Supplied passage:
***

Sunday 27 May 2007

Spammers And Gated Communities On The Web

YAR - Yet Another Rant ...

From my experiences living in various locations around the world, I have always loved the locations where there are very few gated communities. You can enter the different areas very freely - there are few security checkpoints, very few guards and movement is very unrestricted. These are usually the very safe areas and there's a lot of interaction between people in the different areas. These are usually friendlier, livelier and richer communities, especially with inter-community mingling.

On the other hand, the areas with lots of tightly gated communities bother me. This usually implies that the area is not very safe and you need a variety of fences and security personnel to keep out undesirable and potentially dangerous elements. These communities live in fear and are very closed. While it is peaceful inside these communities, it is still a prison of sorts.

Lately, I have begun feeling that the web is turning more and more into a group of gated communities. Mind you, it's not just linked-chain fences and rent-a-cops. It feels like many areas are starting to turn into fortresses - high walls, constant patrolling of the boundaries by guards with very deadly weapons and constant challenges while you wander through. The problem - spammers.

It used to be that spammers only sent email to your mailbox. Today, they find anything and everything they can get to make you click on their links. Within days of IOSN turning on trackbacks, many of the blog posts were filled with spam trackbacks that were just trying to sell their latest crap. Comment spam became common a couple of years ago, which is why most sites don't allow anonymous comments.

A few months ago, Exoweb set up a test server for the Beijing Linux User's Group. This was a default content management software setup (I believe it was plone) so anyone could register anonymously. It was not publicized and only a small handful of people should have known about it. Next thing we knew, some virus-writer had (obviously automatically) created a ton of accounts and hosted a huge number of trojan binaries or spam pages on the site and spammed people to click onto it. We weren't the only ones hit, but it was quite frustrating when we found out and had to shut down all logins. Till today, you can probably find some remnants of it if you google for Exoweb. I don't even want to get started on how frequently our client sites are probed by bots daily.

These low-lives who send their bots out looking for unsecured sites are the equivalent of thugs roaming your streets, trying every single door they come across. How safe would you feel if you saw criminals brazenly looking for unlocked doors in broad daylight in your neighbourhood? Because of this, people are trying to reduce access to their communities/sites, making sure only verified people are allowed to participate.

***

Dataset entries:
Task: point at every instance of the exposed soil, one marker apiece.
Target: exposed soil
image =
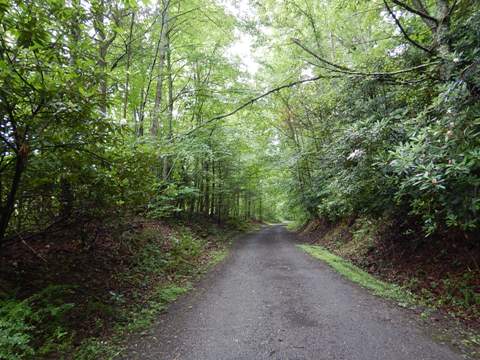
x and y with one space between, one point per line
89 267
270 300
442 268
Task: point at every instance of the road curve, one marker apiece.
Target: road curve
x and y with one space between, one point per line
269 300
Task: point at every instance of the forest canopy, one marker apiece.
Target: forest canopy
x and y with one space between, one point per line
336 109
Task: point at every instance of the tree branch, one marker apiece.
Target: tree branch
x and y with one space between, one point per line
416 11
255 99
348 71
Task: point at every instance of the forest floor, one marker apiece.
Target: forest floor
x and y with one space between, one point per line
442 274
64 296
270 300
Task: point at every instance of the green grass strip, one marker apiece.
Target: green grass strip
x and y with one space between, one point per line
364 279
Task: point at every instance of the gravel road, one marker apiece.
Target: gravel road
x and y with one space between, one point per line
269 300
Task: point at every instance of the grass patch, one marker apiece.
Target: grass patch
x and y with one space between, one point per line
185 259
394 292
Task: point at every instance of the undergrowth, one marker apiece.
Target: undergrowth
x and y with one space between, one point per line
355 274
161 267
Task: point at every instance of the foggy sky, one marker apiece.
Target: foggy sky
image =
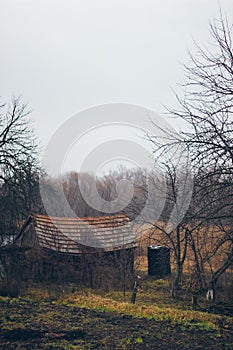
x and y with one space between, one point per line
66 56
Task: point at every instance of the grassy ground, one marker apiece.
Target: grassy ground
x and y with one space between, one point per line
49 318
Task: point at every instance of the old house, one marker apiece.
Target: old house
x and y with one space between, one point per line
91 251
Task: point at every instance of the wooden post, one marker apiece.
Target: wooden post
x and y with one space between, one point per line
194 302
134 294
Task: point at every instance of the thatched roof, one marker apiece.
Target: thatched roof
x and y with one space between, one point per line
72 235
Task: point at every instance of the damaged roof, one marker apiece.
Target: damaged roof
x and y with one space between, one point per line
73 235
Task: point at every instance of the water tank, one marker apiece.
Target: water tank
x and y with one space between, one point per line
158 261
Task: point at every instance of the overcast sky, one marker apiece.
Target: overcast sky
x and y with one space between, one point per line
68 55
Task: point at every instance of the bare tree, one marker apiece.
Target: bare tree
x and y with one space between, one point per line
19 169
207 112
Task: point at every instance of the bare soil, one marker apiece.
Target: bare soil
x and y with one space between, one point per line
32 325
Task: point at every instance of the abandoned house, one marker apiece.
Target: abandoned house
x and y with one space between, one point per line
89 251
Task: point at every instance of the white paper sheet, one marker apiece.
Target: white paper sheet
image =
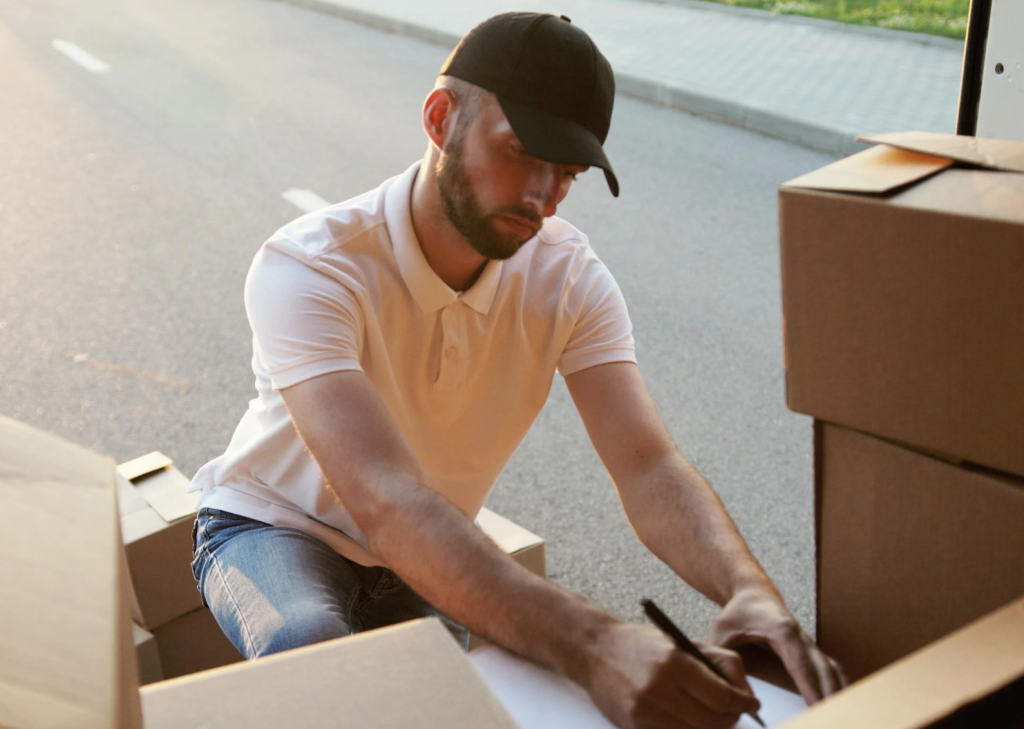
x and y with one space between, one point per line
538 698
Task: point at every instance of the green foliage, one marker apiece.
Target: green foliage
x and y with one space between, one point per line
940 17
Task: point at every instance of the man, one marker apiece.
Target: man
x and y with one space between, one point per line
403 342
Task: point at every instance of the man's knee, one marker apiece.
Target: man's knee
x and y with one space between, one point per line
300 626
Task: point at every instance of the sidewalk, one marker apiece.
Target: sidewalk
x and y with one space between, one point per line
810 82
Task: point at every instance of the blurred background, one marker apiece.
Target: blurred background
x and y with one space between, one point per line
148 147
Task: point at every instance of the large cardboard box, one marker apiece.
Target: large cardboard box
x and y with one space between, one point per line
146 655
67 656
192 643
902 295
909 547
973 679
411 675
157 518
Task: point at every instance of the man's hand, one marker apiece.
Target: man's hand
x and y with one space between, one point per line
760 616
640 680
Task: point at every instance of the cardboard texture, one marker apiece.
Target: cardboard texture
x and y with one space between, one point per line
877 170
902 310
65 633
192 643
156 520
992 154
146 655
909 547
523 546
412 675
944 684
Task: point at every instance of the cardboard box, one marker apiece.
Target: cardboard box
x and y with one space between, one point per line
523 546
192 643
157 518
146 655
902 295
909 547
972 679
68 657
411 675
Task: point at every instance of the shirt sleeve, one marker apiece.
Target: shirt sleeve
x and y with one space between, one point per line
602 332
305 323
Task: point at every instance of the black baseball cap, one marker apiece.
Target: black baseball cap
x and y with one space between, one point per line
553 84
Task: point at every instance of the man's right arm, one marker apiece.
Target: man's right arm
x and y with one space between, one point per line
633 673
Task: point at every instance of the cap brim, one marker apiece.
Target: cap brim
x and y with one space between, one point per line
557 139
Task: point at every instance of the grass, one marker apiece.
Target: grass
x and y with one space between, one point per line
938 17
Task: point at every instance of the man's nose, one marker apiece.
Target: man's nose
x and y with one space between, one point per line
545 186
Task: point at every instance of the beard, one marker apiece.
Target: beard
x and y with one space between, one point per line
464 210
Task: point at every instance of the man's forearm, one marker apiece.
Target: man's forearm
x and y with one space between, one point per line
681 519
456 567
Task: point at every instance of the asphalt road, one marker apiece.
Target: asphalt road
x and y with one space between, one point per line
132 200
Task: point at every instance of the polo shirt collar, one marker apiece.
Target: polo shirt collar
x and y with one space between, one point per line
429 292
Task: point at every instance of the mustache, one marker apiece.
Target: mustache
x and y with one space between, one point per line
525 213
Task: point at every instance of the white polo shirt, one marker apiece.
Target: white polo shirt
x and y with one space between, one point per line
463 374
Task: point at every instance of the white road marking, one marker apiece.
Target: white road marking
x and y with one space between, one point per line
304 200
82 57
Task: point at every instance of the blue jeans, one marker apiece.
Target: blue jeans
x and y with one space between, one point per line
274 588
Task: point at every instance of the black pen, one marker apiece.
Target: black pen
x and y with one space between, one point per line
682 642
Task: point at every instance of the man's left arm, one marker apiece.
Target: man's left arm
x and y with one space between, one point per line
679 517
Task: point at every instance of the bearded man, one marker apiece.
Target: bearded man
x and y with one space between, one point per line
403 343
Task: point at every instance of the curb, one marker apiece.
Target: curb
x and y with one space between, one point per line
699 103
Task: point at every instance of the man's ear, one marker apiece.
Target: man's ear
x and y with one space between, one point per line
438 113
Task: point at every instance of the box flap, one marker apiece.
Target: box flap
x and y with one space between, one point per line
61 606
160 484
507 534
165 491
410 675
143 465
878 170
990 154
933 683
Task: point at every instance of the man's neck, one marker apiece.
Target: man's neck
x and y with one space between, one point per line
448 253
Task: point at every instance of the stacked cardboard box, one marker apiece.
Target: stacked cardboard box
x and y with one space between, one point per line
903 308
66 632
67 658
157 518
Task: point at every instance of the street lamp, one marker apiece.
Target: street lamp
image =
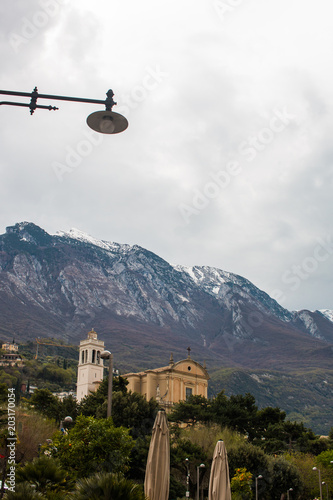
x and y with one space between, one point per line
66 420
320 485
323 482
201 466
105 122
290 489
109 355
257 477
187 477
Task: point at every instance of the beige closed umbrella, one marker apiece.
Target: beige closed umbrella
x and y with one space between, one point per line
219 481
157 479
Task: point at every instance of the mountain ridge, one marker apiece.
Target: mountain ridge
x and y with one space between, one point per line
64 284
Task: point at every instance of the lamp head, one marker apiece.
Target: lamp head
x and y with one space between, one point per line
105 354
107 122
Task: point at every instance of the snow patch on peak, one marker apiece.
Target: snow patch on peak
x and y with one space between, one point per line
328 313
76 234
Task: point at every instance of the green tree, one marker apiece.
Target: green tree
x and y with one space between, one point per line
24 491
129 409
194 409
44 402
241 484
237 413
304 462
106 485
93 445
282 476
44 474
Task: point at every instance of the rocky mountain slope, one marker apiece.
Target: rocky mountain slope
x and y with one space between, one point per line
143 307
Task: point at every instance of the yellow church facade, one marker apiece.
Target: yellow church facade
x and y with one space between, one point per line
170 384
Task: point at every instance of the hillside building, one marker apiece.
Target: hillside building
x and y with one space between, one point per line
10 347
90 368
11 359
171 384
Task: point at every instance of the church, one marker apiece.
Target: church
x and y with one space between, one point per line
168 385
172 383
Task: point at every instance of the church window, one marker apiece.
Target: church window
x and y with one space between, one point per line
188 392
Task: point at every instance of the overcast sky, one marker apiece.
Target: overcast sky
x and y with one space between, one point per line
228 157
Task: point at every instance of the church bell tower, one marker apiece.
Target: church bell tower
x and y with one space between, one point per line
90 369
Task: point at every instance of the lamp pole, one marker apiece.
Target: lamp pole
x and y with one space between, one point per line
187 477
106 122
257 477
201 466
323 482
108 355
67 420
320 485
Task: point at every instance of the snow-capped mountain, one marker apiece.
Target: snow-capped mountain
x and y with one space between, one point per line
61 285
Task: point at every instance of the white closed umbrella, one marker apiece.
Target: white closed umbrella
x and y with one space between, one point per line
157 478
219 481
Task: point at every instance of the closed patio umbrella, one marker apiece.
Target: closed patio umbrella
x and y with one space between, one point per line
157 477
219 481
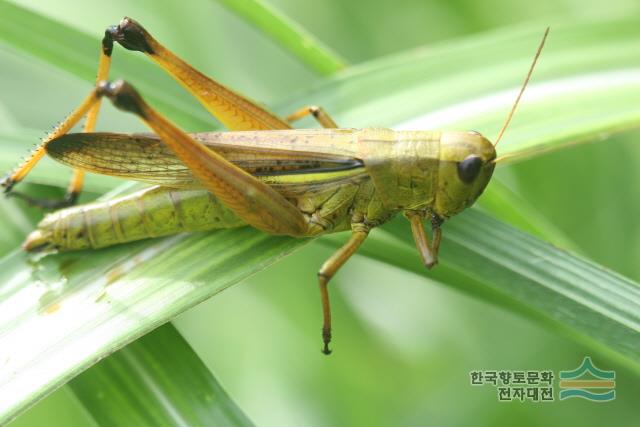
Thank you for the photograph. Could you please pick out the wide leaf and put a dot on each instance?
(78, 307)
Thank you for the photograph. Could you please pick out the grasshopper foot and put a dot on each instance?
(7, 183)
(130, 35)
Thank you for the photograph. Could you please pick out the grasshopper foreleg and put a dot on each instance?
(428, 251)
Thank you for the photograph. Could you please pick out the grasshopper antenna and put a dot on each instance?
(524, 86)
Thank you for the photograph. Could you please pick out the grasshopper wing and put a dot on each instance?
(144, 157)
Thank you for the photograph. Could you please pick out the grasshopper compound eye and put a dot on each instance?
(469, 168)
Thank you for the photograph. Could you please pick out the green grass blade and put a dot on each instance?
(81, 306)
(157, 380)
(494, 261)
(287, 33)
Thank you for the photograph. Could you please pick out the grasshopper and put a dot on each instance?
(296, 182)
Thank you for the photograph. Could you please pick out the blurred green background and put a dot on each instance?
(398, 360)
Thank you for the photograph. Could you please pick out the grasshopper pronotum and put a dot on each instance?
(264, 174)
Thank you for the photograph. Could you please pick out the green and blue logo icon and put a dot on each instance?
(595, 385)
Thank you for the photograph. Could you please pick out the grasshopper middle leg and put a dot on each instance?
(326, 272)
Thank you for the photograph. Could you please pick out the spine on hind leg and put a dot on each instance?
(152, 212)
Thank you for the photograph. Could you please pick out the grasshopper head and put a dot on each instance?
(466, 166)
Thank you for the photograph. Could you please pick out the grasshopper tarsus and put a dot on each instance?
(7, 183)
(130, 34)
(326, 338)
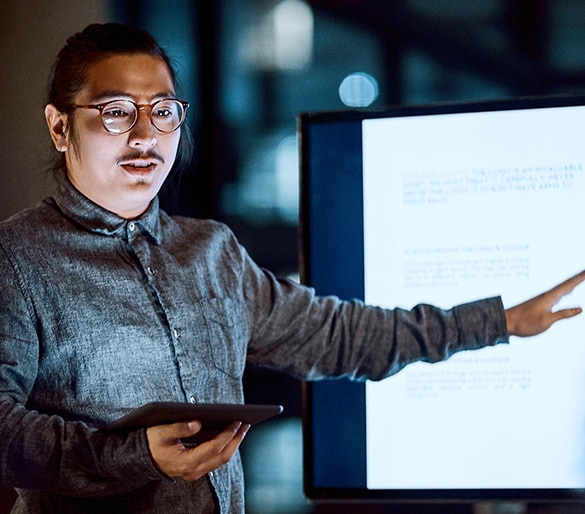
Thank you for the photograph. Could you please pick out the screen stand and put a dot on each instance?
(499, 508)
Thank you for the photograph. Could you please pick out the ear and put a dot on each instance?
(57, 123)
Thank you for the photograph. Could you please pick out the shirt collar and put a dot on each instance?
(91, 216)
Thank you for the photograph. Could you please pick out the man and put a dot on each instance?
(108, 303)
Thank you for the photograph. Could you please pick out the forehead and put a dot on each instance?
(136, 76)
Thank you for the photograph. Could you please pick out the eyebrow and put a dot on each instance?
(112, 94)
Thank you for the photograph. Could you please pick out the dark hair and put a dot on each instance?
(94, 43)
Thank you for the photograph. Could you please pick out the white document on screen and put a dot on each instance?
(456, 208)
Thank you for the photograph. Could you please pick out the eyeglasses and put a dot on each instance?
(119, 116)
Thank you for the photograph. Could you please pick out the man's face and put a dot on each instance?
(123, 172)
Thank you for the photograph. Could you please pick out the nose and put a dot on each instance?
(143, 133)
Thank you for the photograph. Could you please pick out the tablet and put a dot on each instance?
(214, 417)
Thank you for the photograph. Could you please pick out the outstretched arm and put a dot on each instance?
(537, 315)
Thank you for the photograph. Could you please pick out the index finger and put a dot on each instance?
(568, 285)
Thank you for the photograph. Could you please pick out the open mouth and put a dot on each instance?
(142, 168)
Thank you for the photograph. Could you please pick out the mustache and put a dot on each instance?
(137, 155)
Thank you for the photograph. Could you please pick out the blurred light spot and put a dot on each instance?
(282, 38)
(358, 90)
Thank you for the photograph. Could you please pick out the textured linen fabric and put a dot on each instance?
(99, 315)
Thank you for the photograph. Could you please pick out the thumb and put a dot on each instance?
(180, 430)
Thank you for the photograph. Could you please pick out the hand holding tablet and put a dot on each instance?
(213, 417)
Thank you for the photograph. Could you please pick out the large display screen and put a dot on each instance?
(444, 205)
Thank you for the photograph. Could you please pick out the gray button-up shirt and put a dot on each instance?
(99, 315)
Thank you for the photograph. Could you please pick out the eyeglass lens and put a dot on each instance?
(120, 115)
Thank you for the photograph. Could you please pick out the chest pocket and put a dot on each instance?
(227, 324)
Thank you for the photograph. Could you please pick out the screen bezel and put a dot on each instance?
(332, 262)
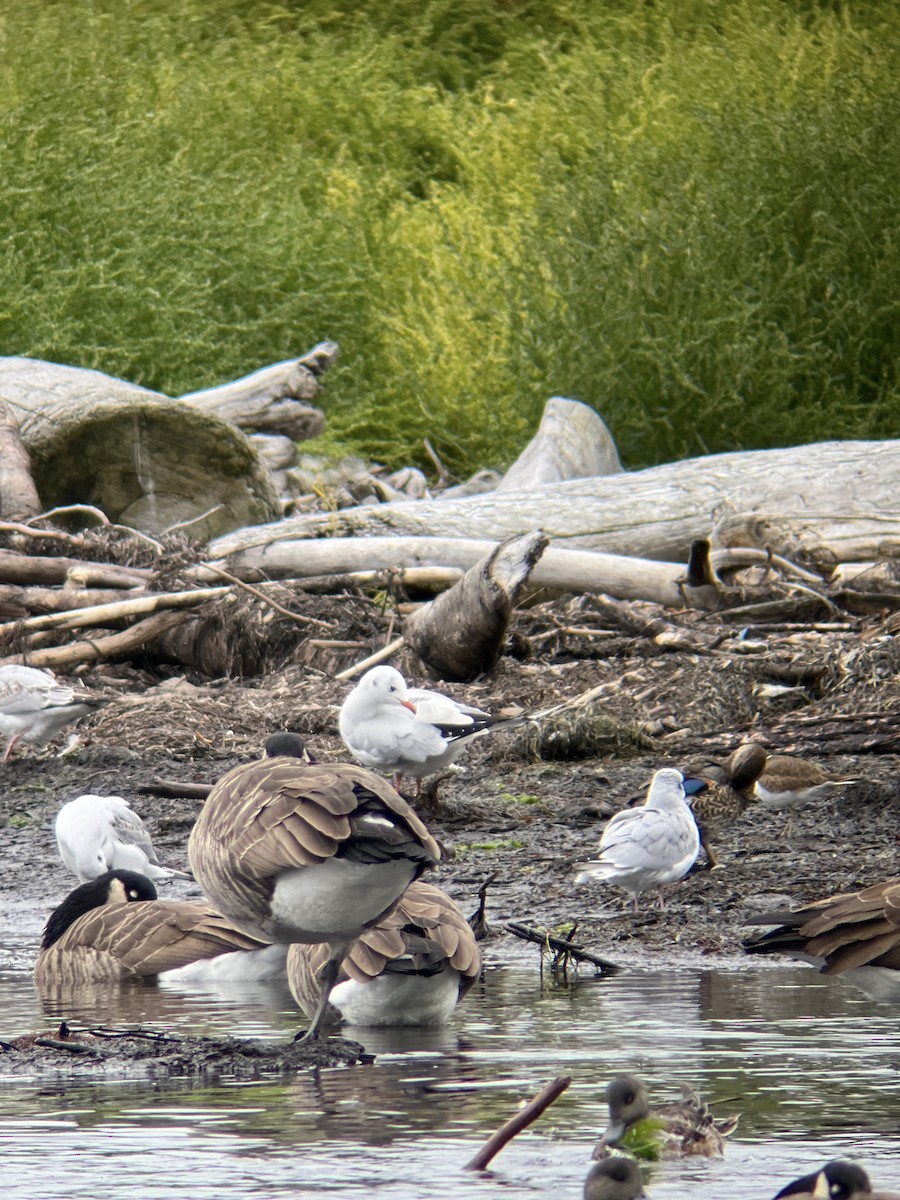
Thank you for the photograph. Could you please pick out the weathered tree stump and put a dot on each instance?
(145, 460)
(573, 442)
(460, 634)
(18, 495)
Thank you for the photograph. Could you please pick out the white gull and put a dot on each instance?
(35, 706)
(96, 834)
(648, 846)
(409, 731)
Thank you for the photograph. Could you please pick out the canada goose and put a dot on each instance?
(789, 783)
(114, 929)
(648, 846)
(725, 793)
(677, 1129)
(413, 967)
(835, 1181)
(615, 1179)
(99, 833)
(409, 731)
(34, 706)
(856, 935)
(293, 851)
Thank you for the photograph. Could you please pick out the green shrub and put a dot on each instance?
(681, 214)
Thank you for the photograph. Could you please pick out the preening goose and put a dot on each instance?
(409, 731)
(676, 1129)
(35, 706)
(100, 833)
(114, 929)
(647, 846)
(411, 969)
(856, 935)
(615, 1179)
(293, 851)
(835, 1181)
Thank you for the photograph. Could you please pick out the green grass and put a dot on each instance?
(684, 215)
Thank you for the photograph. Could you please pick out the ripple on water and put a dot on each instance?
(810, 1063)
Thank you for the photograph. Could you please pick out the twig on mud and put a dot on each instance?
(561, 943)
(372, 660)
(495, 1144)
(172, 789)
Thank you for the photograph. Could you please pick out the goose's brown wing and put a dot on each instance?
(139, 940)
(277, 814)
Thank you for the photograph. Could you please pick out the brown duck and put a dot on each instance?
(413, 967)
(729, 791)
(677, 1129)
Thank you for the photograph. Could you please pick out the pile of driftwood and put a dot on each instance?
(807, 533)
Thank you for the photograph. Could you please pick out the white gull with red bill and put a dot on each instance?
(409, 731)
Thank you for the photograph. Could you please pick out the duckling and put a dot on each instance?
(835, 1181)
(409, 731)
(293, 851)
(648, 846)
(96, 834)
(35, 706)
(114, 929)
(725, 795)
(856, 935)
(677, 1129)
(617, 1177)
(413, 967)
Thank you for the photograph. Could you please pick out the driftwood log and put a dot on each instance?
(18, 495)
(829, 502)
(461, 633)
(153, 462)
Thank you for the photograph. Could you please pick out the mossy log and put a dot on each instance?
(145, 460)
(832, 502)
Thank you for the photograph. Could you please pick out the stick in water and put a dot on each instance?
(515, 1125)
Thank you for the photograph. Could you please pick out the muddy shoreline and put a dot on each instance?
(517, 810)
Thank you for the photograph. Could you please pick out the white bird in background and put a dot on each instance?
(648, 846)
(96, 834)
(409, 731)
(34, 706)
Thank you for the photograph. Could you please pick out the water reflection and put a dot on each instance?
(810, 1065)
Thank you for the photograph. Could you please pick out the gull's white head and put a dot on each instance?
(384, 687)
(666, 789)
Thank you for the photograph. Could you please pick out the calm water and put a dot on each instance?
(813, 1067)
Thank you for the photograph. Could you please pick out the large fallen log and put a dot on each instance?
(149, 461)
(833, 502)
(145, 460)
(558, 569)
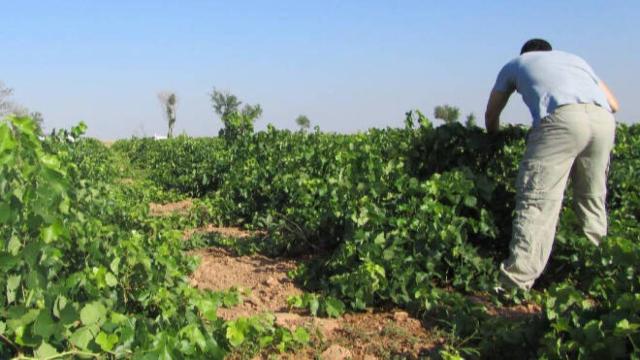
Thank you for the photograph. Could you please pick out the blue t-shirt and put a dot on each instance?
(549, 79)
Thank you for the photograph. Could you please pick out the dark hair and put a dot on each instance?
(535, 45)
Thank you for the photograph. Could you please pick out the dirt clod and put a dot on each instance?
(400, 316)
(336, 352)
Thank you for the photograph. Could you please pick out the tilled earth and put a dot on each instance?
(374, 334)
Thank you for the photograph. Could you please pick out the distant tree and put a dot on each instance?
(236, 122)
(448, 114)
(38, 119)
(9, 107)
(224, 103)
(6, 106)
(471, 120)
(169, 101)
(303, 121)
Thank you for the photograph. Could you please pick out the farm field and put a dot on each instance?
(281, 244)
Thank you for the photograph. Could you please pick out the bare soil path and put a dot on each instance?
(375, 334)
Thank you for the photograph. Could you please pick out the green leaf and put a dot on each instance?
(624, 327)
(234, 334)
(12, 284)
(314, 305)
(14, 245)
(51, 232)
(106, 341)
(334, 307)
(301, 335)
(45, 351)
(5, 213)
(7, 142)
(83, 336)
(111, 280)
(44, 325)
(93, 313)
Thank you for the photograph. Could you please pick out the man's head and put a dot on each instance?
(535, 45)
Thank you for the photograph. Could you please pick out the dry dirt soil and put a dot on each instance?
(374, 334)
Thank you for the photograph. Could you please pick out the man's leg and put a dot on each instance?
(589, 175)
(551, 150)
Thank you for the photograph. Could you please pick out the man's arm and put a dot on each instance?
(497, 102)
(611, 99)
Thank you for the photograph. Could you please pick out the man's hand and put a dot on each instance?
(497, 102)
(613, 102)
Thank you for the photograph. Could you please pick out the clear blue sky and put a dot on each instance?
(347, 65)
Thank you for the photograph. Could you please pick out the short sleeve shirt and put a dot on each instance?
(549, 79)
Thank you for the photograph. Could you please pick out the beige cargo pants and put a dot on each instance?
(574, 142)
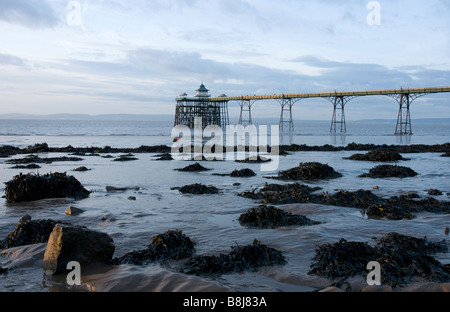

***

Work request 1: Return the wording of the post on spammers and gated communities from "YAR - Yet Another" up to and including "with inter-community mingling.", with nothing changed.
Work request 2: Using the post on spammers and gated communities, answer yes or no to each statement and quote the words that decide it: (a) The Exoweb test server was publicized to a wide audience. (b) Spam trackbacks showed up within days of IOSN turning on trackbacks. (c) The writer prefers areas with many tightly gated communities.
The listing comes from a different source than the post.

Result 1:
YAR - Yet Another Rant ...

From my experiences living in various locations around the world, I have always loved the locations where there are very few gated communities. You can enter the different areas very freely - there are few security checkpoints, very few guards and movement is very unrestricted. These are usually the very safe areas and there's a lot of interaction between people in the different areas. These are usually friendlier, livelier and richer communities, especially with inter-community mingling.

Result 2:
(a) No: "It was not publicized and only a small handful of people should have known about it."
(b) Yes: "Within days of IOSN turning on trackbacks, many of the blog posts were filled with spam trackbacks"
(c) No: "the areas with lots of tightly gated communities bother me."